** start **

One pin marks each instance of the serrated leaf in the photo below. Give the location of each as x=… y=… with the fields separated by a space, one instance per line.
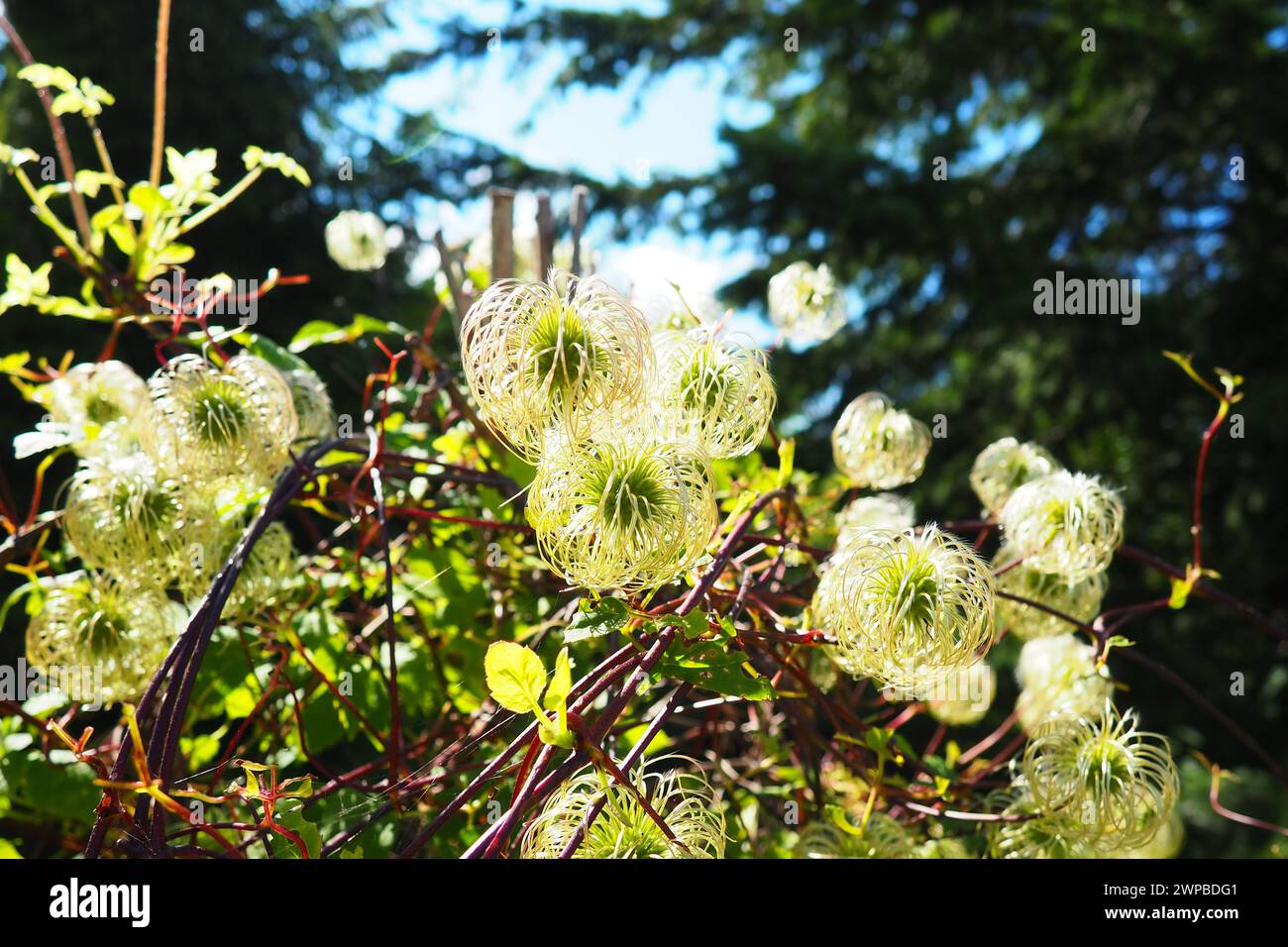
x=561 y=684
x=514 y=677
x=605 y=617
x=712 y=667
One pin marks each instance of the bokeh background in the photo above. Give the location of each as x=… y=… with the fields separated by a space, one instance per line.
x=715 y=155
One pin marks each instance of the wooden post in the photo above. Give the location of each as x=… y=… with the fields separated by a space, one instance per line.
x=454 y=283
x=545 y=236
x=580 y=197
x=502 y=232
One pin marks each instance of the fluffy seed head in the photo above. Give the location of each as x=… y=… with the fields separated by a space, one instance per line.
x=711 y=389
x=357 y=240
x=267 y=571
x=129 y=517
x=883 y=838
x=1166 y=844
x=1057 y=677
x=1028 y=832
x=890 y=510
x=553 y=355
x=1064 y=523
x=101 y=402
x=1116 y=783
x=1080 y=599
x=907 y=608
x=623 y=828
x=207 y=421
x=1005 y=466
x=120 y=630
x=879 y=446
x=805 y=303
x=630 y=513
x=967 y=694
x=312 y=405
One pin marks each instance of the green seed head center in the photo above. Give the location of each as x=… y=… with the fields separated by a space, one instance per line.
x=562 y=350
x=630 y=493
x=219 y=414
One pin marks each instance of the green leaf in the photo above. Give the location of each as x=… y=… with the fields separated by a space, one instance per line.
x=514 y=677
x=149 y=200
x=254 y=158
x=713 y=667
x=786 y=460
x=43 y=76
x=561 y=684
x=609 y=615
x=270 y=352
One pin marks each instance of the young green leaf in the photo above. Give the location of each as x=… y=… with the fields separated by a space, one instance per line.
x=608 y=616
x=514 y=677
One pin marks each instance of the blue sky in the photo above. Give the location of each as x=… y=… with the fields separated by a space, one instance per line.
x=669 y=127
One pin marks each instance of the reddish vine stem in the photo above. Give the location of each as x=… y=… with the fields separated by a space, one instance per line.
x=488 y=841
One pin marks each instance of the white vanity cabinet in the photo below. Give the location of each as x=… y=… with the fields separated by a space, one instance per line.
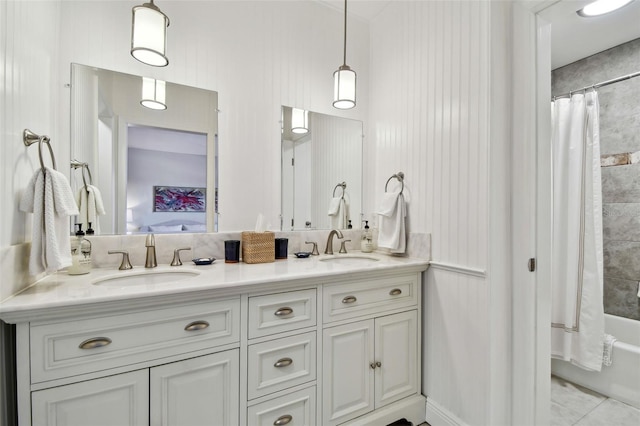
x=372 y=362
x=320 y=349
x=168 y=366
x=282 y=358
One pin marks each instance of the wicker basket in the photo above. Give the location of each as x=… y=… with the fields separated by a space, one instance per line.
x=258 y=247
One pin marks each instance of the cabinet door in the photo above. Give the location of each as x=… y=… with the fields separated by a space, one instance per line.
x=347 y=373
x=197 y=391
x=396 y=353
x=121 y=400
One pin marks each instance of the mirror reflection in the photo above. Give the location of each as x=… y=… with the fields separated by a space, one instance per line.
x=155 y=168
x=321 y=171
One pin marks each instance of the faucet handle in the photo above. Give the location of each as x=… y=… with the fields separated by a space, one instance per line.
x=125 y=264
x=314 y=251
x=176 y=256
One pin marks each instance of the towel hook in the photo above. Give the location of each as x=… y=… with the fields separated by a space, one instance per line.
x=29 y=138
x=342 y=185
x=400 y=177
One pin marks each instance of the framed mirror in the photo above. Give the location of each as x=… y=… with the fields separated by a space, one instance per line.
x=321 y=171
x=155 y=169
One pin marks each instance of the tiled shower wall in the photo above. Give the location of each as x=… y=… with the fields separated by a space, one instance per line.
x=620 y=147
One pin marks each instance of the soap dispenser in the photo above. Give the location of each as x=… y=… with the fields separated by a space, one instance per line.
x=80 y=253
x=366 y=245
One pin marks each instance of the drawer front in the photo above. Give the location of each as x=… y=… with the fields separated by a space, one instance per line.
x=366 y=297
x=297 y=408
x=77 y=347
x=280 y=364
x=276 y=313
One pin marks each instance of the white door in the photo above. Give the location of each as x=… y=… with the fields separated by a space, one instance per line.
x=348 y=376
x=121 y=400
x=197 y=391
x=396 y=355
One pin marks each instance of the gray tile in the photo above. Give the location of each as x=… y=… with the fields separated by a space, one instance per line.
x=621 y=260
x=620 y=298
x=573 y=398
x=563 y=416
x=621 y=184
x=621 y=221
x=611 y=412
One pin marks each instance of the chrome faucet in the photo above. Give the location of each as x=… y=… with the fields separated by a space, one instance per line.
x=150 y=244
x=329 y=248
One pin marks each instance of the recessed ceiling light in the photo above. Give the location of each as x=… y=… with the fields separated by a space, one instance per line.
x=600 y=7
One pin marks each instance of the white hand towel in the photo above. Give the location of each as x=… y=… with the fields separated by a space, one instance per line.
x=334 y=206
x=90 y=204
x=340 y=218
x=392 y=232
x=49 y=197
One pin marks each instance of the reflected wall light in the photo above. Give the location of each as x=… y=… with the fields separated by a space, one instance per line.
x=149 y=35
x=344 y=86
x=153 y=93
x=299 y=121
x=601 y=7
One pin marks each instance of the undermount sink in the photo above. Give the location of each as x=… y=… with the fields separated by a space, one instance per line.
x=349 y=259
x=145 y=278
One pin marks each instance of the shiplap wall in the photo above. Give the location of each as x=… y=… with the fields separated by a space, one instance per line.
x=429 y=117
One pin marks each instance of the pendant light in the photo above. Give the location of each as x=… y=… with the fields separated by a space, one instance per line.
x=299 y=121
x=153 y=93
x=601 y=7
x=344 y=88
x=149 y=35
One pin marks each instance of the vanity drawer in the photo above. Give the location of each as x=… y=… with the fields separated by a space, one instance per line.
x=366 y=297
x=280 y=364
x=84 y=346
x=279 y=312
x=296 y=408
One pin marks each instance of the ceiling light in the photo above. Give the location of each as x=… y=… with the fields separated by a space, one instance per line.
x=344 y=89
x=299 y=121
x=600 y=7
x=153 y=93
x=149 y=35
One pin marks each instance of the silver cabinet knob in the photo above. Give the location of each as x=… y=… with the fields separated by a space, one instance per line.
x=283 y=420
x=283 y=312
x=196 y=325
x=95 y=342
x=349 y=299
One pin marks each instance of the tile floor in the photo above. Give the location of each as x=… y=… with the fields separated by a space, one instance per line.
x=572 y=404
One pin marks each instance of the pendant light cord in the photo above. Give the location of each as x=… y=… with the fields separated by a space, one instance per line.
x=345 y=33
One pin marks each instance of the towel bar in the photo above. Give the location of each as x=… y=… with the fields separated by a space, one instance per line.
x=29 y=138
x=400 y=177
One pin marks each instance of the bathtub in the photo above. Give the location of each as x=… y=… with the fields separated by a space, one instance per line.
x=619 y=381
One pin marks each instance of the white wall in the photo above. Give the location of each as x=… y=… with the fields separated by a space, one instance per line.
x=257 y=55
x=432 y=65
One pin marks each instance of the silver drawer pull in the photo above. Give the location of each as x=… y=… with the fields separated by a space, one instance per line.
x=196 y=325
x=349 y=299
x=283 y=420
x=95 y=342
x=283 y=362
x=283 y=312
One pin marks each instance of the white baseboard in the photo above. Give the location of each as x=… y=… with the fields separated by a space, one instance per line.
x=439 y=416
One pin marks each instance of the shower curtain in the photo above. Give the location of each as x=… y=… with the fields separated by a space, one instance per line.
x=577 y=311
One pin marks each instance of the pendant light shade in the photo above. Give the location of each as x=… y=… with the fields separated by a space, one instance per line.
x=299 y=121
x=149 y=35
x=153 y=93
x=344 y=79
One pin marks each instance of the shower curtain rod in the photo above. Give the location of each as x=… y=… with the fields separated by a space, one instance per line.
x=602 y=84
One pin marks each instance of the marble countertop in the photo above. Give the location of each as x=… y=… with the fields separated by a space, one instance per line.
x=61 y=295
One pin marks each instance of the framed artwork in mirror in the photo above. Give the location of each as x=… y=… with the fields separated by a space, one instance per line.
x=178 y=199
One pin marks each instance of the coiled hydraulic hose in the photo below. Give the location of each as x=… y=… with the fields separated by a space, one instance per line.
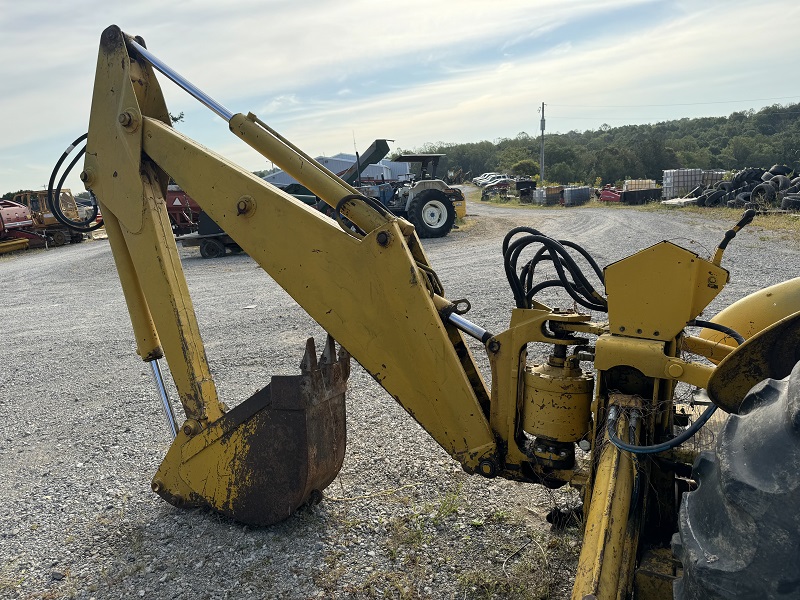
x=54 y=198
x=570 y=276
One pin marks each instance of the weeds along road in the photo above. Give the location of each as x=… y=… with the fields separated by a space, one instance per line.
x=81 y=433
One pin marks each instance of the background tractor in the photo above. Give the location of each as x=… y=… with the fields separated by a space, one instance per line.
x=429 y=203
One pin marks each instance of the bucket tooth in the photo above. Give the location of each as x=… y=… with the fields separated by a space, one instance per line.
x=328 y=356
x=269 y=455
x=309 y=362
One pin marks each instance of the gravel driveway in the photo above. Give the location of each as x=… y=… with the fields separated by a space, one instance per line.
x=81 y=434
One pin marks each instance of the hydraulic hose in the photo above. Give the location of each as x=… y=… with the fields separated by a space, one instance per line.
x=613 y=412
x=54 y=197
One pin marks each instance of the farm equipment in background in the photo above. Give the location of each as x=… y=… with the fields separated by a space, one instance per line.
x=50 y=230
x=184 y=213
x=612 y=431
x=15 y=227
x=428 y=203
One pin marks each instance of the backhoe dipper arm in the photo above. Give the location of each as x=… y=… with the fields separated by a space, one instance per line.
x=376 y=294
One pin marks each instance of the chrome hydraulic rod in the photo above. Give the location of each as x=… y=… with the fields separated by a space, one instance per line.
x=162 y=392
x=470 y=328
x=180 y=80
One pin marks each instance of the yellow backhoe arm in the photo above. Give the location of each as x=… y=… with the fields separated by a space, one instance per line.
x=375 y=292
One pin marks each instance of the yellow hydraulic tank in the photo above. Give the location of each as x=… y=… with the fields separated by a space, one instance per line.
x=557 y=402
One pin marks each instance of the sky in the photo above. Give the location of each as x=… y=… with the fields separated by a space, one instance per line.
x=331 y=76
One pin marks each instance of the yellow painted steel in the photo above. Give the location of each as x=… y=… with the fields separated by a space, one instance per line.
x=377 y=295
x=557 y=401
x=648 y=357
x=605 y=562
x=393 y=328
x=755 y=312
x=132 y=196
x=655 y=292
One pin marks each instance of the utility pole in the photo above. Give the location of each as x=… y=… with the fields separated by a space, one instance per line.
x=541 y=156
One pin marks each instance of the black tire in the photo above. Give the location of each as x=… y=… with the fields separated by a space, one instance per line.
x=781 y=182
x=211 y=248
x=780 y=170
x=791 y=203
x=714 y=198
x=432 y=214
x=739 y=531
x=764 y=193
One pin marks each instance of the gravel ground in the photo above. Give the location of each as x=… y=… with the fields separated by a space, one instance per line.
x=81 y=434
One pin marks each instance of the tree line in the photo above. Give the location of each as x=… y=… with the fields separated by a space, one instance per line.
x=612 y=154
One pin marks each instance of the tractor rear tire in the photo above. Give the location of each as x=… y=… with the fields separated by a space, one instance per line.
x=739 y=531
x=211 y=248
x=432 y=214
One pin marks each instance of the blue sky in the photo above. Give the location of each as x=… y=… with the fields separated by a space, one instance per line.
x=329 y=75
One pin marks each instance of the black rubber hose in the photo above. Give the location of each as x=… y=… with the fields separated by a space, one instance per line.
x=579 y=293
x=54 y=199
x=691 y=430
x=580 y=289
x=717 y=327
x=611 y=426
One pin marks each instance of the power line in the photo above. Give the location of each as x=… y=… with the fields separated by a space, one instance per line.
x=650 y=118
x=675 y=104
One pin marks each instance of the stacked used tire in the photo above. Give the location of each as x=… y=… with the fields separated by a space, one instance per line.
x=759 y=189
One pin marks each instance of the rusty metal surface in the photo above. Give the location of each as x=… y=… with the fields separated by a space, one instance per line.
x=275 y=451
x=769 y=354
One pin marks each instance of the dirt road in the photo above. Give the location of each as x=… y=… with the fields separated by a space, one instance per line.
x=81 y=434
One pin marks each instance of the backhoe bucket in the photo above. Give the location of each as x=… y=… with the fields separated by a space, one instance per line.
x=269 y=455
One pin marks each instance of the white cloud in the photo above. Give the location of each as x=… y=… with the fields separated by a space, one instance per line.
x=318 y=71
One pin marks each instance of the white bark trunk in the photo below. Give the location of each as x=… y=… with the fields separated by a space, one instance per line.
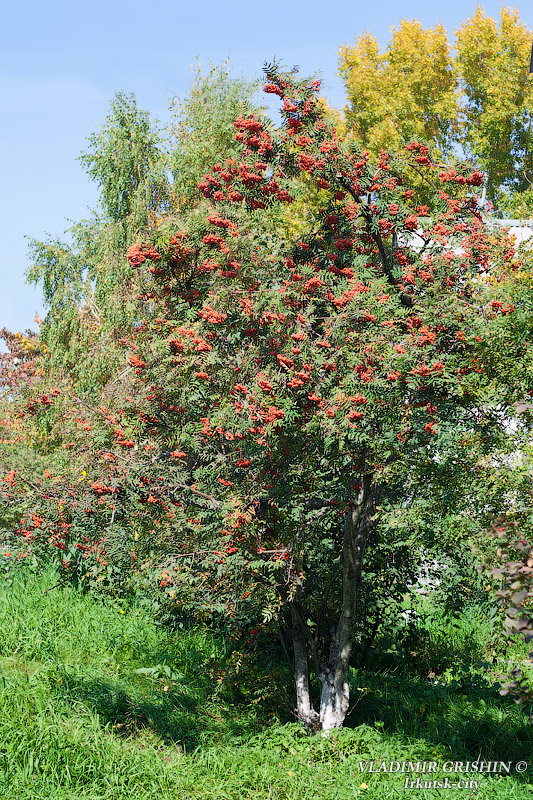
x=334 y=676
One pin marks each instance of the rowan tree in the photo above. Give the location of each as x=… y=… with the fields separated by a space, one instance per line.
x=293 y=384
x=282 y=393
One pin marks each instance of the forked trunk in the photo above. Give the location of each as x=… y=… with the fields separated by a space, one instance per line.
x=334 y=675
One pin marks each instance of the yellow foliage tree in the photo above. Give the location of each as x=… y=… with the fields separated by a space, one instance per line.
x=407 y=92
x=476 y=102
x=492 y=63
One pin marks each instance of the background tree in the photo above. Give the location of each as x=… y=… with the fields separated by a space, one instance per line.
x=474 y=102
x=288 y=390
x=408 y=92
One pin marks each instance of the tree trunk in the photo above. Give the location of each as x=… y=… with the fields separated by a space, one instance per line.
x=334 y=686
x=304 y=705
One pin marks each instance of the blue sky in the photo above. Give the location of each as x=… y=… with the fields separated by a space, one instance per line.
x=61 y=62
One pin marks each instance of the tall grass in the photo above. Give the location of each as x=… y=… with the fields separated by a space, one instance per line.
x=97 y=702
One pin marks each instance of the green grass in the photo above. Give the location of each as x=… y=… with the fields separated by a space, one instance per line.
x=78 y=719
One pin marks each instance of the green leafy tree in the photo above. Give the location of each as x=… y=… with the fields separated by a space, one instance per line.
x=287 y=390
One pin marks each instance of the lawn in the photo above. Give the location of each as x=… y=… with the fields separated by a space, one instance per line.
x=98 y=702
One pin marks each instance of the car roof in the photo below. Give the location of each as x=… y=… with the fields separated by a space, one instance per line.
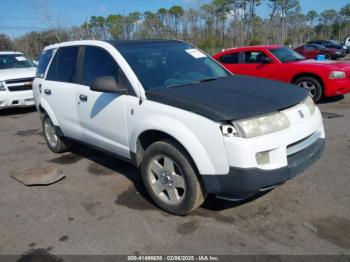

** end **

*PROBLEM DETAILS*:
Copy out the lines from the line with "One pin marks each instance of the vanity" to the line with "x=296 y=408", character for character, and nothing else.

*EXERCISE ANSWER*:
One pin marks each instance of the vanity drawer in the photo above. Give the location of each as x=… y=… with the fields separated by a space, one instance per line.
x=366 y=297
x=280 y=364
x=84 y=346
x=279 y=312
x=296 y=408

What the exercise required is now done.